===== ENTRIES =====

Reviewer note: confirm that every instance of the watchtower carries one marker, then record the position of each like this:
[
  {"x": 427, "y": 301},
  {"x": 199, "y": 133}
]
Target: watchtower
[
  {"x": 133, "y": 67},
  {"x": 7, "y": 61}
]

=====

YOUR OBJECTIVE
Can you give every line of the entries as a numbered list, leaving out any blank lines?

REPLY TO THE TASK
1. Reviewer note: confirm that every instance of the watchtower carries one marker, then record the position of each like this:
2. [
3.   {"x": 427, "y": 301},
4.   {"x": 199, "y": 133}
5. ]
6. Target: watchtower
7. [
8.   {"x": 133, "y": 67},
9.   {"x": 7, "y": 61}
10. ]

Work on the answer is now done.